▸ **Required work**
Find the string "white" in the data, and copy out each line that has it.

▸ **Supplied data**
....

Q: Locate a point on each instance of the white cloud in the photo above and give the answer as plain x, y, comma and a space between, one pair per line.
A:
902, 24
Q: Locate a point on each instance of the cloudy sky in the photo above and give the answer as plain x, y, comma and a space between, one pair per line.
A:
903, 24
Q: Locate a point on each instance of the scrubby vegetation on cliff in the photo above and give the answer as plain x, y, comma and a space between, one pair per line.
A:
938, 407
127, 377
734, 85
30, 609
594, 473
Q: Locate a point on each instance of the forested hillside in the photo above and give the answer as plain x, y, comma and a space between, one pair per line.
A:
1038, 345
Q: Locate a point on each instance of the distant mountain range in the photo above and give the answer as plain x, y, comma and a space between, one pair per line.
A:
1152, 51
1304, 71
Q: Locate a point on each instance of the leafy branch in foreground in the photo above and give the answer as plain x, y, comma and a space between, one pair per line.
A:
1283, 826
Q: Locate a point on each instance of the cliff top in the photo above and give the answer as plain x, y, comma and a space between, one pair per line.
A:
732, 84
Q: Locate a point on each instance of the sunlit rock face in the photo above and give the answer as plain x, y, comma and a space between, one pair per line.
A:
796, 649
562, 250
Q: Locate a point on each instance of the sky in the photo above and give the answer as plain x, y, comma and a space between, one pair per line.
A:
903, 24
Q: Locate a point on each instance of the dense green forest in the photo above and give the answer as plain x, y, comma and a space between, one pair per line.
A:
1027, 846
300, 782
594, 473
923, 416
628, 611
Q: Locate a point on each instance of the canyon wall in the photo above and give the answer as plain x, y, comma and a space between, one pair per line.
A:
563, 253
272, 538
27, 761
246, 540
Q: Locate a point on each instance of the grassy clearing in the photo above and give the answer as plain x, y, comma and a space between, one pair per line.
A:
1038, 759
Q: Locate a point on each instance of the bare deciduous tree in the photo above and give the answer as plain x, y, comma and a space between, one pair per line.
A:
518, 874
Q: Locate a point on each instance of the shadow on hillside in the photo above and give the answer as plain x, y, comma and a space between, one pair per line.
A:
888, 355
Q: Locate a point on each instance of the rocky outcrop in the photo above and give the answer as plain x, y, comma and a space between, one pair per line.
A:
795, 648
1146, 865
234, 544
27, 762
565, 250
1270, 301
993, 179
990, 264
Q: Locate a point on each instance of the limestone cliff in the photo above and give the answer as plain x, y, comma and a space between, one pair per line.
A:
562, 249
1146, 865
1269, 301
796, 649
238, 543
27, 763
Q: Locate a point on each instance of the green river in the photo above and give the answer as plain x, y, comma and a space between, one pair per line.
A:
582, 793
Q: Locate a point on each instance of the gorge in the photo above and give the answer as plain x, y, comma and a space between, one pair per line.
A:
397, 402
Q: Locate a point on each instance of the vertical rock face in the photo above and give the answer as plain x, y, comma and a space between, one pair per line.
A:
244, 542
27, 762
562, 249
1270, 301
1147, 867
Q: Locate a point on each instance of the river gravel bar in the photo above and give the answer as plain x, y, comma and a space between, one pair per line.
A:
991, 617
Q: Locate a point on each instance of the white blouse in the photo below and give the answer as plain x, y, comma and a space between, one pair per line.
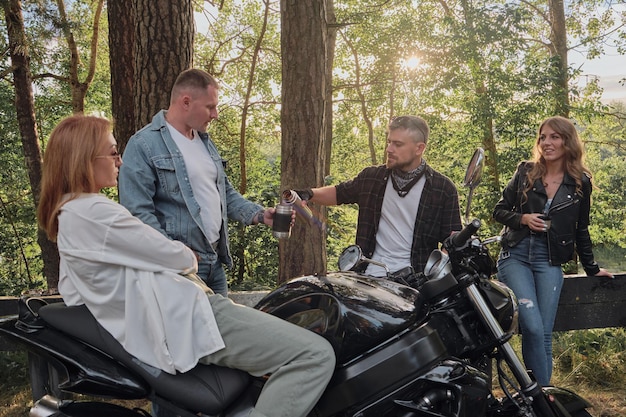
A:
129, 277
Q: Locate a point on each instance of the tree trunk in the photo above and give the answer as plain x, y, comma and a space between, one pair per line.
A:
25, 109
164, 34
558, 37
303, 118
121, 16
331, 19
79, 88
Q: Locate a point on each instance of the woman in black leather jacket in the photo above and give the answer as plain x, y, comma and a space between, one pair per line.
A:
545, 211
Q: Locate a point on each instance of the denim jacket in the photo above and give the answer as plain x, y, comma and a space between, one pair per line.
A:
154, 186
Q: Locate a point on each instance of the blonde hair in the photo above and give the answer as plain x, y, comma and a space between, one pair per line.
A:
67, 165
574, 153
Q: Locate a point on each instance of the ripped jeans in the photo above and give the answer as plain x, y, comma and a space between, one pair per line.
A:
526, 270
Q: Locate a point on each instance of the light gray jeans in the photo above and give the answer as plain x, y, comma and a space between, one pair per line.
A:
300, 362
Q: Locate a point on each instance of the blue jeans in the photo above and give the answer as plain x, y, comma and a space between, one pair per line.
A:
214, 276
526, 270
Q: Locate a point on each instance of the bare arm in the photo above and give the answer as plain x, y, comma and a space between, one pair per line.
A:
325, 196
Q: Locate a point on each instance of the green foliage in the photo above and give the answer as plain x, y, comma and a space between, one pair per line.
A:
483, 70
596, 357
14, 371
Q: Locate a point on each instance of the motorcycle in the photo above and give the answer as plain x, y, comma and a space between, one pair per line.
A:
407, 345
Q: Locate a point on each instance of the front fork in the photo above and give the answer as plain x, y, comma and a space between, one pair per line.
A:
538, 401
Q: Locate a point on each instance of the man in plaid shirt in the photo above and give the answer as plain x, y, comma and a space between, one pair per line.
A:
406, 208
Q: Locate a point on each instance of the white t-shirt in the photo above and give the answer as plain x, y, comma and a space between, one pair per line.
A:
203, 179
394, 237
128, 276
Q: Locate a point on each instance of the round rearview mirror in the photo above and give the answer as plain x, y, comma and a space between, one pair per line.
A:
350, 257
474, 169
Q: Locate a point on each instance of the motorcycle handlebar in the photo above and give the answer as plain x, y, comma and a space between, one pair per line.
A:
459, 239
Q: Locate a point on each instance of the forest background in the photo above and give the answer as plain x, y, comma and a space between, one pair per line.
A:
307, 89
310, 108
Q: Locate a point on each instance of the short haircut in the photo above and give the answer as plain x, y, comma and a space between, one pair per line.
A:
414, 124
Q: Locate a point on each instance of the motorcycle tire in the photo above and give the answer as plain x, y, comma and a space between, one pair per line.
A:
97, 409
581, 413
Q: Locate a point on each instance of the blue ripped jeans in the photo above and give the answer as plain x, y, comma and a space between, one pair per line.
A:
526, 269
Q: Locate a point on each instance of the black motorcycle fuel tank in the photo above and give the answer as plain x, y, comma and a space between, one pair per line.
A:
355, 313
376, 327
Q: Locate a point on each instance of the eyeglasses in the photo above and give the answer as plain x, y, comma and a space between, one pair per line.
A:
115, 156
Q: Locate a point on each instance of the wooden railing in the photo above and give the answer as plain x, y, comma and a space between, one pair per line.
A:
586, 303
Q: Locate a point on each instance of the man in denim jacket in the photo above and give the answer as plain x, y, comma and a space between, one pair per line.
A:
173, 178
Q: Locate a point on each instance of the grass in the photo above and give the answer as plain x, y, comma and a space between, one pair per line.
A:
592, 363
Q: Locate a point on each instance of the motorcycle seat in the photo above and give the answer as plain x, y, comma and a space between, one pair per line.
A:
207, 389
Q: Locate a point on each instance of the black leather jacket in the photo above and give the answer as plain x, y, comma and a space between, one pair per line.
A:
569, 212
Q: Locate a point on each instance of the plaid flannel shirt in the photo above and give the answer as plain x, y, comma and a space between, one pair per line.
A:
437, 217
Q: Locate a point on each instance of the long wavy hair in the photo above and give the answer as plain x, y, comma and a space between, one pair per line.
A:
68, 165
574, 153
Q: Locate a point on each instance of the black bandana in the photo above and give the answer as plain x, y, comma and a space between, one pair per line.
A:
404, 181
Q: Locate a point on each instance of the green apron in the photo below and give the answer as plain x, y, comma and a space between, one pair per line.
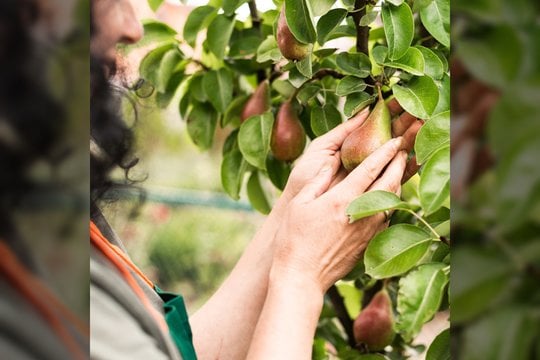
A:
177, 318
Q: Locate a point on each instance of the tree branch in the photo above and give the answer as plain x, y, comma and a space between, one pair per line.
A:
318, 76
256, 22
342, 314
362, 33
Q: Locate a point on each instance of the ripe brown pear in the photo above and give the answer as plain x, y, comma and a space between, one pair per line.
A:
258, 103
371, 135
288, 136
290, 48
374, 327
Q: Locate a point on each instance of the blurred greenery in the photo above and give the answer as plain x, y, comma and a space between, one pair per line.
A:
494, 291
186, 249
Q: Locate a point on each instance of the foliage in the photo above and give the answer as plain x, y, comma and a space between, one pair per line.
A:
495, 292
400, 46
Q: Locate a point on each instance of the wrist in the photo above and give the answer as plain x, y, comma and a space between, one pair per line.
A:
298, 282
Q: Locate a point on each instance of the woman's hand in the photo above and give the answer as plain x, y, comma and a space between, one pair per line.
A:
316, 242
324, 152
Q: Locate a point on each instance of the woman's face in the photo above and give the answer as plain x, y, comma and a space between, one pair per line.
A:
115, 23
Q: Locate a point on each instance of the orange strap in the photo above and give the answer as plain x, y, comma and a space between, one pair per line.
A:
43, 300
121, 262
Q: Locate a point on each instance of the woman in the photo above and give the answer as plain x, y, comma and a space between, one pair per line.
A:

....

▸ **Exercise response**
Q: Locate a point on each instance of the white cloud in the photo above and give the answer as plain x, y, comma and a space between, one pair per line.
Q: Locate a point on each instance of the white blouse in the photo below and give the answer as plain x, y, comma and a space between, one pair per line.
Q: Locate a point on each instance of the white t-shirt in the photo above and give the answer as plain x, y, comma and a space between, one pair per line.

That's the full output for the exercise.